GIVEN INFORMATION:

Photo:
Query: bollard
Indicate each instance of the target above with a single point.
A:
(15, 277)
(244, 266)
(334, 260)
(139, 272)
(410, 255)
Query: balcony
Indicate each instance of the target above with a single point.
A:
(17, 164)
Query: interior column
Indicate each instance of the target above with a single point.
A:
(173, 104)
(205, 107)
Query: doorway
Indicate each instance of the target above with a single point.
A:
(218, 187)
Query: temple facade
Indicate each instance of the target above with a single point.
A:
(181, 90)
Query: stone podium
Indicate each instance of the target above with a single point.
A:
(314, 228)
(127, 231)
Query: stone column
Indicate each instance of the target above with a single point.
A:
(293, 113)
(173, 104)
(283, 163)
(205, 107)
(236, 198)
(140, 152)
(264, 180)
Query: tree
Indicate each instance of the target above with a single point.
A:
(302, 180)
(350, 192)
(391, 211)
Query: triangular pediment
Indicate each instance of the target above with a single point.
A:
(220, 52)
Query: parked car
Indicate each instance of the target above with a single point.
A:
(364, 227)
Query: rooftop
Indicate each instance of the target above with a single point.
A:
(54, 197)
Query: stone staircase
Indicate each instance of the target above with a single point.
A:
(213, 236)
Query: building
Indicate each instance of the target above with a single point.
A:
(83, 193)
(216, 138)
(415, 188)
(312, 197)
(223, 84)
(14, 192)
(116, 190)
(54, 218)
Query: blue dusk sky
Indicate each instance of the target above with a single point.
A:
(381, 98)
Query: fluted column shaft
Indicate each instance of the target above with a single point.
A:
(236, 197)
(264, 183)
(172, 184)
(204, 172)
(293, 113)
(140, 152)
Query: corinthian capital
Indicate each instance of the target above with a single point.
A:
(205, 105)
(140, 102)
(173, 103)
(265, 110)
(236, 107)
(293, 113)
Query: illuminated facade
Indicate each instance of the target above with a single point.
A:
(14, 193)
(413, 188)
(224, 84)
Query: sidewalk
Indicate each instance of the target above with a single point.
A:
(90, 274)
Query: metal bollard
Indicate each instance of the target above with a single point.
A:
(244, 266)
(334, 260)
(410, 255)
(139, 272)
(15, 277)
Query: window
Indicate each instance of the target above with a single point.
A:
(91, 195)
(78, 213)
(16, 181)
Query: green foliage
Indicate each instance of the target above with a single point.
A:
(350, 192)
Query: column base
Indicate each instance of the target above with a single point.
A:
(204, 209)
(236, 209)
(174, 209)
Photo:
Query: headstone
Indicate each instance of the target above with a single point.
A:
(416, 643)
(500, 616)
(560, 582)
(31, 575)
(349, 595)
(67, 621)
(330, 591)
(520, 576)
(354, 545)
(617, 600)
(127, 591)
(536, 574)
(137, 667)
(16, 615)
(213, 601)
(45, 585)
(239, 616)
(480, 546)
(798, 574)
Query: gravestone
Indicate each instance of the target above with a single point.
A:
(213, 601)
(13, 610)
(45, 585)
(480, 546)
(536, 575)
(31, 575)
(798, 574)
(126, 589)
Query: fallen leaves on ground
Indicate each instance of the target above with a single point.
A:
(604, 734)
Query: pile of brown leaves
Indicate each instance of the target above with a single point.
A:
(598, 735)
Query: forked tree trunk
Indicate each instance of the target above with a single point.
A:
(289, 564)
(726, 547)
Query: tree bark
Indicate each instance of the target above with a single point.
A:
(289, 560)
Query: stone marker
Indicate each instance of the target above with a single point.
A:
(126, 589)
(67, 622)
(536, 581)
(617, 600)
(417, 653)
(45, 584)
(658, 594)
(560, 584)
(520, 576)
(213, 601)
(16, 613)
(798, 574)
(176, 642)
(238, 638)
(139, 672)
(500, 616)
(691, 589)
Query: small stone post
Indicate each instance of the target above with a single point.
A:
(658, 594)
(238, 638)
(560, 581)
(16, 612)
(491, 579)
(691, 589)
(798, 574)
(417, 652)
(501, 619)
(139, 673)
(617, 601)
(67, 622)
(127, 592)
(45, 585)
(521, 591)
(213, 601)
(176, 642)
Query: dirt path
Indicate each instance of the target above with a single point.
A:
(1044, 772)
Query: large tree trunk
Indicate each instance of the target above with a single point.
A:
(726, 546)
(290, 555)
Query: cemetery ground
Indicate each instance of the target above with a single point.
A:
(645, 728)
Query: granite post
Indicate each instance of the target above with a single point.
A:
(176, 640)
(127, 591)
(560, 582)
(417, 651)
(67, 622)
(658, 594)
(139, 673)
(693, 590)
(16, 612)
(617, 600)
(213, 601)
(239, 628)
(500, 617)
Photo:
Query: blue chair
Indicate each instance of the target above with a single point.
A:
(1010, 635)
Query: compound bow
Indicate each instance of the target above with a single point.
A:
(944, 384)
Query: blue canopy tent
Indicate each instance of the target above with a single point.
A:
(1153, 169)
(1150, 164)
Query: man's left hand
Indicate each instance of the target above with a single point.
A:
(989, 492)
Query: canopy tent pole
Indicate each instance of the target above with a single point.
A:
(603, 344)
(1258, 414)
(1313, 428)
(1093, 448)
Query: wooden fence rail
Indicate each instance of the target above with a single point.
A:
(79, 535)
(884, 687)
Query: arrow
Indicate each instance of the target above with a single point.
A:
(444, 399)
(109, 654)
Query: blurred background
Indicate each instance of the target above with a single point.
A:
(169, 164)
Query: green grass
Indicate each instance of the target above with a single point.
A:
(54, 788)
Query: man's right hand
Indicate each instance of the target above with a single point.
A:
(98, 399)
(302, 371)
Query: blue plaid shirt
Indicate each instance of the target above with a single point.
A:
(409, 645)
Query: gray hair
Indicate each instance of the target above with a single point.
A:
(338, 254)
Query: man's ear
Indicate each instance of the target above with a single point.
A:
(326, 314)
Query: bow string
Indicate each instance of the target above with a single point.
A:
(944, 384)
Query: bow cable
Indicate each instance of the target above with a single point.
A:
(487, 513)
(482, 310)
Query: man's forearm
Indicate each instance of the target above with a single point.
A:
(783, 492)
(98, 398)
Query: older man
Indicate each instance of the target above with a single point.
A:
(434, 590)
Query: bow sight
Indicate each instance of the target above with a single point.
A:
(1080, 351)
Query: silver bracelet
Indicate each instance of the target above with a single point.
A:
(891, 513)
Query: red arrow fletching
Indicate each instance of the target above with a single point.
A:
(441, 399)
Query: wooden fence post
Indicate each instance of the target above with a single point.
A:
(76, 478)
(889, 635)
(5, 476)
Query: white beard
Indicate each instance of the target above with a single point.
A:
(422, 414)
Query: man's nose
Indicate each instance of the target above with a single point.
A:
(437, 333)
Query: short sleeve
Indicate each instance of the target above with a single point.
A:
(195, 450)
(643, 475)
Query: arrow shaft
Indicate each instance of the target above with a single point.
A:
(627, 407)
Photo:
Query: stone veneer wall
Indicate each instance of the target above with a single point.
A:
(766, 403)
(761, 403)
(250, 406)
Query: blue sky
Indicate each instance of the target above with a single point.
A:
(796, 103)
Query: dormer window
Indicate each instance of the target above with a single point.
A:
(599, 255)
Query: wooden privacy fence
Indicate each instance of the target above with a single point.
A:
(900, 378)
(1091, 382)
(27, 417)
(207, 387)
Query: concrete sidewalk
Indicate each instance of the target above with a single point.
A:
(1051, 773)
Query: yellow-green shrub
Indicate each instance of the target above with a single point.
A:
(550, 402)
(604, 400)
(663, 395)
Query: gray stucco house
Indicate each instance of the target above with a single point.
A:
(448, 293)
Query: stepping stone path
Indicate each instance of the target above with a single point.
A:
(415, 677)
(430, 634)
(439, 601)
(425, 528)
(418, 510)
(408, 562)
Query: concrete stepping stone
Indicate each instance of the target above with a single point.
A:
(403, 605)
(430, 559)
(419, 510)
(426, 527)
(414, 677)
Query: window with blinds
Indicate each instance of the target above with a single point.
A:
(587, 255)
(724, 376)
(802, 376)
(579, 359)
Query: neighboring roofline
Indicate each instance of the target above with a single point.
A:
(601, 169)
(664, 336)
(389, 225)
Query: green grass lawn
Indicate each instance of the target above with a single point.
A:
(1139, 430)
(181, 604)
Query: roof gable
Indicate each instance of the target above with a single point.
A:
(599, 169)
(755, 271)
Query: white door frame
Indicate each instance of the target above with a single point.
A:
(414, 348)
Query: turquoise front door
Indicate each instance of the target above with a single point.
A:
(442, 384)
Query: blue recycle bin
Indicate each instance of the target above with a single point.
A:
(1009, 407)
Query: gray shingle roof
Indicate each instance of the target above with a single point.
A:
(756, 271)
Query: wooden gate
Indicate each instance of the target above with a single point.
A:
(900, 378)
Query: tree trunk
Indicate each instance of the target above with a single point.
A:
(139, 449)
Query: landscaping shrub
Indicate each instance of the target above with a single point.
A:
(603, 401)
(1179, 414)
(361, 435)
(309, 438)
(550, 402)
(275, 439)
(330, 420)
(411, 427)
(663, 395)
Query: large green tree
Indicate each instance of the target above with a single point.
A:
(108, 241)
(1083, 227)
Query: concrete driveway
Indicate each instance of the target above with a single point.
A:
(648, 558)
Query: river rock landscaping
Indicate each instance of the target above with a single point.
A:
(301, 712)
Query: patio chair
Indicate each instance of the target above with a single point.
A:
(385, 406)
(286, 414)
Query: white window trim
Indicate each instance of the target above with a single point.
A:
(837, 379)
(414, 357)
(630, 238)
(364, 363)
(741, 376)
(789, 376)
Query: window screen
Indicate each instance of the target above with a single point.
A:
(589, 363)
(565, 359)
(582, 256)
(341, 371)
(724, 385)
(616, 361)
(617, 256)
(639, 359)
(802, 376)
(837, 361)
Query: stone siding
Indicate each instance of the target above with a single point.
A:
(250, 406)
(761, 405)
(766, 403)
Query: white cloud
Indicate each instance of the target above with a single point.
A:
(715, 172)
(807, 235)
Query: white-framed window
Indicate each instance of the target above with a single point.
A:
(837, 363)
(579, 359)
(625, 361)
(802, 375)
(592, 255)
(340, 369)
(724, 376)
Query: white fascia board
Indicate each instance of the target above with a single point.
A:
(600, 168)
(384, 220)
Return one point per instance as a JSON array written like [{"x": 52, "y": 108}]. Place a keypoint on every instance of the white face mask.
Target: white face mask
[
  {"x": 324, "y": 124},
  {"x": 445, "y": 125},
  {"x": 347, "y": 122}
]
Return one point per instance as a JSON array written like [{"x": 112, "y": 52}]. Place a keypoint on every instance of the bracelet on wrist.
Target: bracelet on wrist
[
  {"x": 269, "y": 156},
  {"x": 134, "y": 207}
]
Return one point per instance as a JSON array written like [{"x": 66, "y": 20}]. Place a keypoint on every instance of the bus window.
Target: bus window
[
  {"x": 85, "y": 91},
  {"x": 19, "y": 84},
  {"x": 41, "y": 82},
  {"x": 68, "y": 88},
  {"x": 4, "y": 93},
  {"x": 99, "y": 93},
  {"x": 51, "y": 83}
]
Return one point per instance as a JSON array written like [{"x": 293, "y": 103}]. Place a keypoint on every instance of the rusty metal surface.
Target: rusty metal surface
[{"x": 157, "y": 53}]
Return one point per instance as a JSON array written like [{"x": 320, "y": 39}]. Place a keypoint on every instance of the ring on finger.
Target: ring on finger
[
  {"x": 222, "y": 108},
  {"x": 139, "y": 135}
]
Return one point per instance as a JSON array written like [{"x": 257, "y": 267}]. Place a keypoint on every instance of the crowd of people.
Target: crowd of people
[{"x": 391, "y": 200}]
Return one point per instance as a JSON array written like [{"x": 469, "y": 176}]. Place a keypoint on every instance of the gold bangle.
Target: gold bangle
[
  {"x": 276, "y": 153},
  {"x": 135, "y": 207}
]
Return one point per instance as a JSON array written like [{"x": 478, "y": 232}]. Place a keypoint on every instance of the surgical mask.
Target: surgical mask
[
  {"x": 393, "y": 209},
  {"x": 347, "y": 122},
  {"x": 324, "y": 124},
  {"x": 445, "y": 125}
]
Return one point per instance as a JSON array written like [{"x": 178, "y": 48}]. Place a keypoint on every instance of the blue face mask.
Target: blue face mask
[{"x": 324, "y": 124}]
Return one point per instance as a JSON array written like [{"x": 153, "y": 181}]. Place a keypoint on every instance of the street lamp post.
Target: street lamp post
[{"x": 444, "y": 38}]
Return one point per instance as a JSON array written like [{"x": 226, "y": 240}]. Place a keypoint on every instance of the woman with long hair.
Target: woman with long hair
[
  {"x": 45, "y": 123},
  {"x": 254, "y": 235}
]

WORK REQUIRED: Give back the lines of the listing from the one with "crowd of people." through the end, both included, exactly as written and with nothing added.

ANSWER TO THE EXERCISE:
Return one point per instance as a JSON array written like [{"x": 257, "y": 267}]. Place a keypoint on every instance of the crowd of people.
Target: crowd of people
[{"x": 391, "y": 200}]
Return one point per instance as a JSON array written like [{"x": 469, "y": 176}]. Place a keypoint on every instance of the gold bangle.
Target: gold bangle
[
  {"x": 276, "y": 153},
  {"x": 135, "y": 207}
]
Return one point per instance as a JSON array written like [{"x": 478, "y": 232}]. Place a keypoint on every instance of the surgical mask.
Target: surgical mask
[
  {"x": 393, "y": 209},
  {"x": 347, "y": 122},
  {"x": 324, "y": 124},
  {"x": 445, "y": 125}
]
Return one point per instance as a JSON array written like [{"x": 178, "y": 48}]. Place a keypoint on every instance of the blue face mask.
Target: blue face mask
[{"x": 324, "y": 124}]
Return one point per instance as a JSON array written like [{"x": 153, "y": 181}]. Place a keypoint on every instance of the street lamp post.
Target: street lamp post
[{"x": 444, "y": 38}]
Return one point per instance as a JSON array written like [{"x": 226, "y": 240}]. Place a keypoint on every instance of the woman with long hair.
Target: woman with long hair
[
  {"x": 45, "y": 123},
  {"x": 254, "y": 235}
]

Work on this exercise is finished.